=== EXCERPTED PASSAGE ===
::::::::::

RE: [Discuss-sudbury-model] Paradigms

From: Don Yates <>
Date: Thu Aug 5 14:59:00 2004


From Ann -

My listening of what you're saying is that beliefs are embedded in just
about everything we say and do; and I agree. Are you also suggesting that
to change them we have to directly address them ?

**Yes, I believe to actually change a belief we have to be aware of it and
question it directly.

  I think that by talking about them even indirectly can create openings for
change. For example, asking parents the questions I suggested earlier does
address their beliefs;
but not by asking " What do you believe about .....?" I just think that
could be too confronting. I share what I care about; and then the
conversation takes off. Know what I mean ?

::::::::::

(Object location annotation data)
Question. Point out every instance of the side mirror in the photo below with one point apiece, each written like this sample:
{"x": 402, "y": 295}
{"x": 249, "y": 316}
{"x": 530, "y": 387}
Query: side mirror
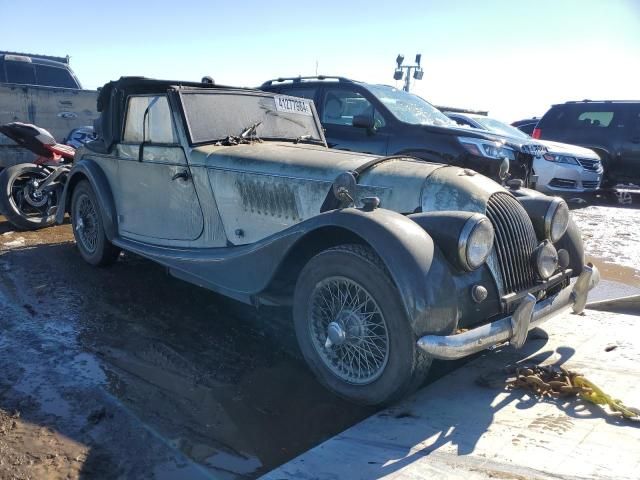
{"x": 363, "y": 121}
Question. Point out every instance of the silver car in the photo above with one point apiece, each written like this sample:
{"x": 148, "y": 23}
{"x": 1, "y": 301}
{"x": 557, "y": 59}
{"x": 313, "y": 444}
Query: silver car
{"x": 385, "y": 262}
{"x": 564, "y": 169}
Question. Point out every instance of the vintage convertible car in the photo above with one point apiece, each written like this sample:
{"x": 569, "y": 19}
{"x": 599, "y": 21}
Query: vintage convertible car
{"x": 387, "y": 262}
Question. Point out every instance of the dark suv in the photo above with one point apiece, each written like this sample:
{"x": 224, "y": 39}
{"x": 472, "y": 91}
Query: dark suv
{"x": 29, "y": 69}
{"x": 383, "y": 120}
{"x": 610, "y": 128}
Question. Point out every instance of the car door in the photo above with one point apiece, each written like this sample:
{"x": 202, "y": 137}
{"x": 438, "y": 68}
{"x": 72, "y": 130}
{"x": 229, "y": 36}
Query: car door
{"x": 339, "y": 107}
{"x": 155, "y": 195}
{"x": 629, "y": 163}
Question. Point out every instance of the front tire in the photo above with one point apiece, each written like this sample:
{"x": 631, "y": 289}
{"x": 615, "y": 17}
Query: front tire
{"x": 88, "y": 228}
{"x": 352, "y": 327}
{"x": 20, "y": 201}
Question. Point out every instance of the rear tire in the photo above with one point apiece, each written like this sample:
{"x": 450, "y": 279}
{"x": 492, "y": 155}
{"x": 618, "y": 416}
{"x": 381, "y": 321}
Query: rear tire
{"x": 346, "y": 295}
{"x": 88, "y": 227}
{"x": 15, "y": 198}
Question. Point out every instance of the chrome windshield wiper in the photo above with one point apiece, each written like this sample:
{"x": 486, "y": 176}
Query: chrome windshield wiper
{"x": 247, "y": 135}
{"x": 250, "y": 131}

::::::::::

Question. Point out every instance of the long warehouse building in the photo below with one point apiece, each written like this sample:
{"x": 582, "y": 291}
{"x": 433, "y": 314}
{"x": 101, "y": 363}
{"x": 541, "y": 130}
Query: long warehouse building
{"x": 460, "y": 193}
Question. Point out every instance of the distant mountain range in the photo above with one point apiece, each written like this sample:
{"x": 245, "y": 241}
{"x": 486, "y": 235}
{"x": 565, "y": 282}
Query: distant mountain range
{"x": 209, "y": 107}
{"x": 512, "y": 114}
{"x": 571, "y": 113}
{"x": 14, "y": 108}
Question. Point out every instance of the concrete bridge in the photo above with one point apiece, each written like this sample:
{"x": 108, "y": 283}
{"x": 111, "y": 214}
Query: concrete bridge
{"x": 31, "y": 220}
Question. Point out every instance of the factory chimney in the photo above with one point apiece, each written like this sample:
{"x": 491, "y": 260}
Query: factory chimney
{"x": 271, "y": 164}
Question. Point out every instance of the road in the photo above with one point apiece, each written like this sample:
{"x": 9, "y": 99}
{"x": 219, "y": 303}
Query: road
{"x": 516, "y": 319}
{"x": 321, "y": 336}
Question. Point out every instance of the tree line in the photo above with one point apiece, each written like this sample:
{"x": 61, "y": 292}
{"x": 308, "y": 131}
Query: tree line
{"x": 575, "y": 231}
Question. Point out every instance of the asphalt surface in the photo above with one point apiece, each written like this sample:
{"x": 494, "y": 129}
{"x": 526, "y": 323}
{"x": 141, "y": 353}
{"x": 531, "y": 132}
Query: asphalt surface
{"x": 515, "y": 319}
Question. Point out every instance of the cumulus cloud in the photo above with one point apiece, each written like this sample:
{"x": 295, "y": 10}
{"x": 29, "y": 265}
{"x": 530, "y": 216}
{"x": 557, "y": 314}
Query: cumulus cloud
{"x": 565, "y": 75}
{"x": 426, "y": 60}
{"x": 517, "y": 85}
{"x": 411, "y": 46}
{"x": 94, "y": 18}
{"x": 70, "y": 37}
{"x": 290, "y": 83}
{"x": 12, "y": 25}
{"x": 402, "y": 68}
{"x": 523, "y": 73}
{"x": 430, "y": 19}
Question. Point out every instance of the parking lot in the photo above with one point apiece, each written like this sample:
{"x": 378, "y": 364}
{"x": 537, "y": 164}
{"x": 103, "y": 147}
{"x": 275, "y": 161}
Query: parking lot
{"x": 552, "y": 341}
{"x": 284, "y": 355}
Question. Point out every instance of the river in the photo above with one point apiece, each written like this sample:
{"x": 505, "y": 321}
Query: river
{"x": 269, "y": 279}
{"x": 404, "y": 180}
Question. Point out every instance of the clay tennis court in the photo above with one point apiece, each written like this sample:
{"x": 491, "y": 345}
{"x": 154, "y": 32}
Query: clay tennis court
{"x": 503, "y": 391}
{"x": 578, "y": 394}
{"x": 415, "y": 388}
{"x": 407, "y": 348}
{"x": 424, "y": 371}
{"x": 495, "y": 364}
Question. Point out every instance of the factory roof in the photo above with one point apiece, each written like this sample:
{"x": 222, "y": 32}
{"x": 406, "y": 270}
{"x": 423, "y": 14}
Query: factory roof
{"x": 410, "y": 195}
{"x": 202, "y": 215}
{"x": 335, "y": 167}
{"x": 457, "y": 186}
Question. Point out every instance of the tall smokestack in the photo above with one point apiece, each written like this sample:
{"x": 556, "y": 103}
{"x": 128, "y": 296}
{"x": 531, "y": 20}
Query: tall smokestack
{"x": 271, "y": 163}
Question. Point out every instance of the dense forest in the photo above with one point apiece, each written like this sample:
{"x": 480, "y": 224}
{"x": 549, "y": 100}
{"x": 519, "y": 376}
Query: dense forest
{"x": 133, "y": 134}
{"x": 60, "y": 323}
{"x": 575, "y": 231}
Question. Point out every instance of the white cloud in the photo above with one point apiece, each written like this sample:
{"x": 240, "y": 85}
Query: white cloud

::::::::::

=== REQUEST ===
Pick up the email on changing beliefs after its last line and write the next part.

=== REPLY ===
**I think that you can ask questions about beliefs without being too
confrontive. I you find the person getting angry or resistant that is a clue
that you have someone you are not going to affect. Beyond asking what they
believe you can also ask them how they have come to this belief. That allows
them to test whether their belief makes sense. The point is to keep asking
questions and not start telling them your [the] answer.

Not that this would be appropriate in the context we've been talking about;
but I have worked with clients to facilitate belief change totally
metaphorically. One client, while in a relaxed, meditative state, imagined
fleas jumping from one dog onto another, as part of a story that developed
as we metaphorically explored his issue! ( That was a fun session.) Point
being, the change doesn't have to occur as directly as, to me, you seem to
be implying. In fact, sometimes, the less aware one is, the less resistance
there is.

** I guess I would say that the less aware the less the chance of actually
changing. This, however, could be a conversation way longer than anyone on
this list probably wants to hear.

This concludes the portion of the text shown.